**Provided passage**

BEGIN

Weeks of agony, depression, anxiety (been prescribed meds and seen a psychiatrist) went by and I remained paralyzed with fear. Fear of losing my marriage and more so fear of losing my kid, with whom I spent every single day and did every possible thing for him and with him. 
I talked to her mother in hope she would reason with her. Nothing helped, she lied to her mother. Tried a counselor who was also a priest, she lied to him too and blaiming me.
Somewhere in December her mother probably tipped her off about the phone and she instead of begging for forgiveness as she knew now I had the proof, she threatened with police because I bugged her phone.

Things calmed down a bit until February where she promised her affair was over and she couldn't imagine taking away my boy but little did I know she was building a raft all along and only waiting for a perfect moment to abandon ship. 
She got a permanent job last month and announced she found an apartment 3 weeks ago. 

Her promises were lies just as she lied all thise 6 months when having an affair while I was with our boy thinking how my wife works hard. 

In last months on moments I even felt like taking my own life, I was really in a dark place. 

Here we are in March now and she filed for divorce and we have to go through obligatory counseling and to write down a plan of joint parental care (I am from Europe). 

Somehow I finally got myself to participate and we agreed on kid being same amount of time with both of us. She obviously wants to pursue her "unfulfilled life" and will thus "allow" it. 
Unfortunately there is no 50-50 custody here and courts are vehemently pro-women. There is no way I get 50-50 and I will be stuck with alimony for years. 

I can only hope of staying on her good side and hope I will see my kid that 50 percent of time and that she won't press me hard for alimony. Or... I go for full custody but courts here, statistically, give children to mothers 80 percent of time.

END

**Record excerpts**

BEGIN

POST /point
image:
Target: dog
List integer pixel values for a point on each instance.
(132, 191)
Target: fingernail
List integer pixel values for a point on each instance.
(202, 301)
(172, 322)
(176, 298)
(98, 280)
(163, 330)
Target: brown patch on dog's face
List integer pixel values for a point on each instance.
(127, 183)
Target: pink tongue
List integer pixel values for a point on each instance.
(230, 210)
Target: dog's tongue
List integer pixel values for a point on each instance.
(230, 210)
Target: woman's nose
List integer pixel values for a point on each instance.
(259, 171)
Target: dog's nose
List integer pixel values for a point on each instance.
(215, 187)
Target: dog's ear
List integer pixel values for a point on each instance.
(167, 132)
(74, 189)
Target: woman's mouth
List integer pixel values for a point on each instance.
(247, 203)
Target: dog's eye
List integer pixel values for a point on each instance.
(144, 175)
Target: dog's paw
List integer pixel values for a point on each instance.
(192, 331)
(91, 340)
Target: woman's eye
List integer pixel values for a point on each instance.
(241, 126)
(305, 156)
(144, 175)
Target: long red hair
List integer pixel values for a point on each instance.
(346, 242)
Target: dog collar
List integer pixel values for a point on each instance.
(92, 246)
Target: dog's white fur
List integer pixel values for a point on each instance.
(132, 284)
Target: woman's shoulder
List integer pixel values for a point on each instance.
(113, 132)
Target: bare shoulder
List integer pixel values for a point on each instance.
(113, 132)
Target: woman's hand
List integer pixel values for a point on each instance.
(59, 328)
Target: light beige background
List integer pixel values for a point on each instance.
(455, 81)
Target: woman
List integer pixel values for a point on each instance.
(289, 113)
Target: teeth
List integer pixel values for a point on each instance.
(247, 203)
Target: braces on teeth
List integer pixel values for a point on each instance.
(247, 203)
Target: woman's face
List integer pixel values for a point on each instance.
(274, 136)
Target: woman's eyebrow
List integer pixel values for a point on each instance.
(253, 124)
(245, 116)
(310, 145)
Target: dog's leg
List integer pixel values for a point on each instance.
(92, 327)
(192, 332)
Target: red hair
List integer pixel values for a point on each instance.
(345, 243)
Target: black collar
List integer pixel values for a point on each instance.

END

**Exercise set**
A – List every month the forum post names.
B – Echo the stretch of the forum post from "Things calmed down" through "wife works hard.".
C – Answer these questions from the forum post:
(i) What did she threaten to do after learning of the proof on the phone?
(ii) How long ago did she announce that she had found an apartment?
(iii) According to the post, how often do courts there give children to mothers?
The rows were taken from a separate source.

**Responses per task**
A –
December
February
March

B –
Things calmed down a bit until February where she promised her affair was over and she couldn't imagine taking away my boy but little did I know she was building a raft all along and only waiting for a perfect moment to abandon ship. 
She got a permanent job last month and announced she found an apartment 3 weeks ago. 

Her promises were lies just as she lied all thise 6 months when having an affair while I was with our boy thinking how my wife works hard.

C –
(i) She threatened to involve the police because he had bugged her phone.
(ii) Three weeks ago.
(iii) 80 percent of the time.